=== EXCERPT PROVIDED ===
#####

Hammer’s best director Terence Fisher adapts the popular 1934 novel by Dennis Wheatley, and screenwriter Richard Matheson does a super job in improving the long and unwieldy novel by taking a lot of the stodginess out and condensing the action without losing the story’s meaning. The film could have been greater if the studio operated on a bigger budget and did more with the Satanic magic manifested, nevertheless it does a wonderful job of portraying the powers of black magic and the occult. It is well researched in the arts of the occult, and it pleases the audience with the triumph of good in this war between the forces of good and evil. It also shines as a thrilling romance, as it depicts the ongoing struggle between good and evil while throwing out the caveat that the power of the dark forces is a living force not to be trifled with. The “arcane arts” and its promises of tabu knowledge and superhuman powers has always intrigued mankind, and this film does a good job of keying in on that interest while keeping the magical fun movielike. Fisher’s film takes all this black magic as serious stuff, which allows its melodramatic moments to transcend easily into allegory.

#####

=== EXCERPTED DATA ===
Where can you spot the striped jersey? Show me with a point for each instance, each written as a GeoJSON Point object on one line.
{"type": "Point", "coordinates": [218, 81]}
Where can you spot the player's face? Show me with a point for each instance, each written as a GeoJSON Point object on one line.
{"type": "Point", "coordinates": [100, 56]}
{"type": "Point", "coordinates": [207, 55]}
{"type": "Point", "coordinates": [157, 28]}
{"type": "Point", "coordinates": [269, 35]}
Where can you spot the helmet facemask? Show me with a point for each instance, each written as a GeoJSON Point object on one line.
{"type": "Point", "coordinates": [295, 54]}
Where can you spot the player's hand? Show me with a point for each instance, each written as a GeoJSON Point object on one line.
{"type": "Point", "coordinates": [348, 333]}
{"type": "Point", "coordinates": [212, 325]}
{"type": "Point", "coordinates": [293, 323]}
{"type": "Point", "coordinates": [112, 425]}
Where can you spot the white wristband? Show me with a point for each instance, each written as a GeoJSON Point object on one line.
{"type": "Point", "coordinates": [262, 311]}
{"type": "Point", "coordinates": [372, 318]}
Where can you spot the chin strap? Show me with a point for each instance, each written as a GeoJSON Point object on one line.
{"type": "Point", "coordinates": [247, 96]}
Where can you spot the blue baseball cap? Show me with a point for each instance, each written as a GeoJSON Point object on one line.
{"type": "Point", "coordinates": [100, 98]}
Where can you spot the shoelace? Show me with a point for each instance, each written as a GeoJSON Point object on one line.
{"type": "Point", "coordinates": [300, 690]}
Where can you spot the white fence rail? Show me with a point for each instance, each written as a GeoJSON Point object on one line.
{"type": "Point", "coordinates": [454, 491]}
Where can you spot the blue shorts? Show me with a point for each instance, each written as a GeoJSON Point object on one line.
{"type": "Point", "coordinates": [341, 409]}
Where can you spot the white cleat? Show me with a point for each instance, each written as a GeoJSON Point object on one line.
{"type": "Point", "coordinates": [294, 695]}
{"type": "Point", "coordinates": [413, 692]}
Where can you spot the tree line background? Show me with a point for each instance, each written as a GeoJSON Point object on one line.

#####

=== PROBLEM DETAILS ===
Reproduce the whole review of Terence Fisher's black-magic film word for word.

=== ANSWER TO THE TASK ===
Hammer’s best director Terence Fisher adapts the popular 1934 novel by Dennis Wheatley, and screenwriter Richard Matheson does a super job in improving the long and unwieldy novel by taking a lot of the stodginess out and condensing the action without losing the story’s meaning. The film could have been greater if the studio operated on a bigger budget and did more with the Satanic magic manifested, nevertheless it does a wonderful job of portraying the powers of black magic and the occult. It is well researched in the arts of the occult, and it pleases the audience with the triumph of good in this war between the forces of good and evil. It also shines as a thrilling romance, as it depicts the ongoing struggle between good and evil while throwing out the caveat that the power of the dark forces is a living force not to be trifled with. The “arcane arts” and its promises of tabu knowledge and superhuman powers has always intrigued mankind, and this film does a good job of keying in on that interest while keeping the magical fun movielike. Fisher’s film takes all this black magic as serious stuff, which allows its melodramatic moments to transcend easily into allegory.